To be done |
Gather every line in the records below that contains the word "frame". Capitalization counts.

** BEGIN **

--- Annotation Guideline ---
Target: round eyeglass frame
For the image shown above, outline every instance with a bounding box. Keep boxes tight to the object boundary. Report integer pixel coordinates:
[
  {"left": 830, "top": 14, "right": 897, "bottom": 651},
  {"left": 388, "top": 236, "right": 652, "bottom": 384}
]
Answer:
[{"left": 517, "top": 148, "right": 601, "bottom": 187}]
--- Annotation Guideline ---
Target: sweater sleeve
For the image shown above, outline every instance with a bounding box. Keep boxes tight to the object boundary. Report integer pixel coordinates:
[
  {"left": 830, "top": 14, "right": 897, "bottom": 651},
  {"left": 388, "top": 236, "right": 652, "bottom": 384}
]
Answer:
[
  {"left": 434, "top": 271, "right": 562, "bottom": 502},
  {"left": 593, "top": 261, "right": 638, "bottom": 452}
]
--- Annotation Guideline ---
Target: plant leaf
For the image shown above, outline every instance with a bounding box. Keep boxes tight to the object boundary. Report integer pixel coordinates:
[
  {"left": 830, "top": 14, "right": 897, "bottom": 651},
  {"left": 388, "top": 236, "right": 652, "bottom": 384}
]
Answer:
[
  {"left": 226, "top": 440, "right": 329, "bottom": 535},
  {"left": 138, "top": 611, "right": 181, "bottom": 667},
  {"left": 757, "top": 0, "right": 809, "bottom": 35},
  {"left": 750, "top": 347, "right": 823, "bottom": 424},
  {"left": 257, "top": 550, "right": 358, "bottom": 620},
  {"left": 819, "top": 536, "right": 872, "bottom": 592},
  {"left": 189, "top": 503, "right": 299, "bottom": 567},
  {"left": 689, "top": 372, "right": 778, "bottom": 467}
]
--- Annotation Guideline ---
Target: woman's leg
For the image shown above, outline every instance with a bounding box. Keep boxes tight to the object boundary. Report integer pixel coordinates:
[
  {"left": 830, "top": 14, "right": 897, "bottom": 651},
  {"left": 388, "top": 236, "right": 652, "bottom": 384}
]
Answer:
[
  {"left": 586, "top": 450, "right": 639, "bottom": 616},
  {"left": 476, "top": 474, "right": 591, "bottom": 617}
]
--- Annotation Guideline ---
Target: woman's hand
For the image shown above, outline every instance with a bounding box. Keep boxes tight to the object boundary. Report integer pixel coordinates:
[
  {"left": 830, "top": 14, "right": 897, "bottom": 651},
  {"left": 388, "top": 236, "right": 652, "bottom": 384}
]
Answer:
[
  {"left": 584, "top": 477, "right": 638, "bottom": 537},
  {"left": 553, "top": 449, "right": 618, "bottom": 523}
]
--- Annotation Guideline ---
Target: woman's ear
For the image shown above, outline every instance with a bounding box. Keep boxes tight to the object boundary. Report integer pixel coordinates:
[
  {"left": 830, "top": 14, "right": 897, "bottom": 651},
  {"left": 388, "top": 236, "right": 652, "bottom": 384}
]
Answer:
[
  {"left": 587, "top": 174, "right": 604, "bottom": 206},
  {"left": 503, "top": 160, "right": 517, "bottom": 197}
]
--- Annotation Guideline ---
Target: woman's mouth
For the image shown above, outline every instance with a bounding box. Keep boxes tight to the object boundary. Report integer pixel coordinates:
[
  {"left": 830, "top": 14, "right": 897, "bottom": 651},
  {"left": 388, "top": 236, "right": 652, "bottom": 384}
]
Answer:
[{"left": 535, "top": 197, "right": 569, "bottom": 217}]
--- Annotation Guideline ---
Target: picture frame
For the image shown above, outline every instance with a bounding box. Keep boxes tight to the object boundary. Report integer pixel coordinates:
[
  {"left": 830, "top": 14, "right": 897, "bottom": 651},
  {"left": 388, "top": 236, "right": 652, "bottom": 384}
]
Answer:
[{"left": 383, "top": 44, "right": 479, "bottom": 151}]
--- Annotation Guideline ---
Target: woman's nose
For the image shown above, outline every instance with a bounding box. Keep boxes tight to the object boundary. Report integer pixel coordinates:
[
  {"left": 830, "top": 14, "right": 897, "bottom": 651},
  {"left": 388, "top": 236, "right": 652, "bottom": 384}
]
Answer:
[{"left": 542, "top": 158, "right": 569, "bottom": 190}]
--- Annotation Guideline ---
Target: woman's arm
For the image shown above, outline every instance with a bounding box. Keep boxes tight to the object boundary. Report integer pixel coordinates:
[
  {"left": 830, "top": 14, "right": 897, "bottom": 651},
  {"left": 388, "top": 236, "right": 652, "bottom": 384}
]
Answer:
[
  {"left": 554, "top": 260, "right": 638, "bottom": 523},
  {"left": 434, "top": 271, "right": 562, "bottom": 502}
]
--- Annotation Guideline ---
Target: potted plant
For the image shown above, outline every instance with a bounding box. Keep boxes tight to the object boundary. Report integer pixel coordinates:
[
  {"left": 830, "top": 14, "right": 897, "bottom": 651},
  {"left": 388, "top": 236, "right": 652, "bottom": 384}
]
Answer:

** END **
** BEGIN **

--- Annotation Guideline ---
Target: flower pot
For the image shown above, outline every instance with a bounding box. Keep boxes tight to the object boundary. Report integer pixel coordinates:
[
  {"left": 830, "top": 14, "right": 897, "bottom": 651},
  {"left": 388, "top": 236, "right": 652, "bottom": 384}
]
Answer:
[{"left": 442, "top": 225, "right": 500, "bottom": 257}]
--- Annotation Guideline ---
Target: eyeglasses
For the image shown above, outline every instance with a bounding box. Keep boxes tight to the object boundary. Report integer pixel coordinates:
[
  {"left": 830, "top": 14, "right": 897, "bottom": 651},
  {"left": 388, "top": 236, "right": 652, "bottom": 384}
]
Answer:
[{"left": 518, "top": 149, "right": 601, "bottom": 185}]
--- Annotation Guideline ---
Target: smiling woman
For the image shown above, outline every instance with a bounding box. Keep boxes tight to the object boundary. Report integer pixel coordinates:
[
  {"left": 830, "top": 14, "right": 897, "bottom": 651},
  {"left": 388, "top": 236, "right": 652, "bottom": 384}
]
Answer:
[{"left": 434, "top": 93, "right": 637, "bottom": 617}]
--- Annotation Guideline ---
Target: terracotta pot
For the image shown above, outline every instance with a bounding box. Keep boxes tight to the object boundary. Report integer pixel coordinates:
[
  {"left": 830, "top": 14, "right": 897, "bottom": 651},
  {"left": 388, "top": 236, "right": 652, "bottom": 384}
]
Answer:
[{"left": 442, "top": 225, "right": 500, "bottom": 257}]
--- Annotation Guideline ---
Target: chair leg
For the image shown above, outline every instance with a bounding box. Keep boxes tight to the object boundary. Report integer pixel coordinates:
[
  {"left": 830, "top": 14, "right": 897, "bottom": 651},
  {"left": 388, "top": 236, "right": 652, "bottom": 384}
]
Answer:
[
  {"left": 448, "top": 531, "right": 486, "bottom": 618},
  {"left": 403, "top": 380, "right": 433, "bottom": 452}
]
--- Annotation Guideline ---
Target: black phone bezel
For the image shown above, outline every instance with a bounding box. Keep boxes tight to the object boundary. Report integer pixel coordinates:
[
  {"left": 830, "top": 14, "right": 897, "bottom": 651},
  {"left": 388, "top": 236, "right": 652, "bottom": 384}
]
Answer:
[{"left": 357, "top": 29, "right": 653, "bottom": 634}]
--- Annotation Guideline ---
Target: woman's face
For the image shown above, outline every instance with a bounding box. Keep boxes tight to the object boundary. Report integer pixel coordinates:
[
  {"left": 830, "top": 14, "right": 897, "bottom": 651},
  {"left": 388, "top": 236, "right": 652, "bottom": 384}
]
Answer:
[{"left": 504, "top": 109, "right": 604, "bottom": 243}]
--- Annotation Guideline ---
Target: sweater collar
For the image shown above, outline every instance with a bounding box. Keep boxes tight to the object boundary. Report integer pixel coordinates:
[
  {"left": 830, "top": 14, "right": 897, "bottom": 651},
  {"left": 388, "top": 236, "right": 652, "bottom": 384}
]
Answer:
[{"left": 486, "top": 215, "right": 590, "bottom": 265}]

** END **

Right answer |
Target: round eyeglass frame
Target: picture frame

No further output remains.